→ Direction
In the material, starting at the line containing "leg above? Mark it with a dot." and continuing through the end, replace "innermost" with "most central" and change nothing else. Return only those lines.

Raw records

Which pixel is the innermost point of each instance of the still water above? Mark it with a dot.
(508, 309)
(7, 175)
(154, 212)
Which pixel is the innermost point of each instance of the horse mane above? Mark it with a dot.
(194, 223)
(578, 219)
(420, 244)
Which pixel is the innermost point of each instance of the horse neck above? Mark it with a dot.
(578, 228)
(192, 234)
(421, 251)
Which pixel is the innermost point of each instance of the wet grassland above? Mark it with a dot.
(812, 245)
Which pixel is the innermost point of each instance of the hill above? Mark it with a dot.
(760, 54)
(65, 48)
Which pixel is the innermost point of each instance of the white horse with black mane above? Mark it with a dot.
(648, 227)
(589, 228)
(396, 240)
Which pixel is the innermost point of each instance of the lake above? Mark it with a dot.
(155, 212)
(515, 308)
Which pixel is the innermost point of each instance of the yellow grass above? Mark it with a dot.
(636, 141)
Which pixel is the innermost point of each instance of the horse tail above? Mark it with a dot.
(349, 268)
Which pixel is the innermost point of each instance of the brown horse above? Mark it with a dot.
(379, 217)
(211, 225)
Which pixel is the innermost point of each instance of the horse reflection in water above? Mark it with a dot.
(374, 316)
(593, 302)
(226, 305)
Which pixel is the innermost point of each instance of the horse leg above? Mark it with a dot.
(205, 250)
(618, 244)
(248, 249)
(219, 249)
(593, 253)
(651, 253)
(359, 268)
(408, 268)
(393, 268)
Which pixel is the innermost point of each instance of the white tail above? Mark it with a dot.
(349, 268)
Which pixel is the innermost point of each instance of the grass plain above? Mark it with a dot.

→ Exercise response
Which pixel is the most central point of each instance of the horse leg above? Mark it with a dot.
(205, 250)
(618, 244)
(248, 249)
(219, 249)
(593, 253)
(651, 253)
(359, 268)
(408, 268)
(393, 268)
Which pixel is the most central point of each instance of the white tail above? Mark it with a dot.
(349, 268)
Which pixel is the most central point of each instance of the grass plain above? Mark it with a dot.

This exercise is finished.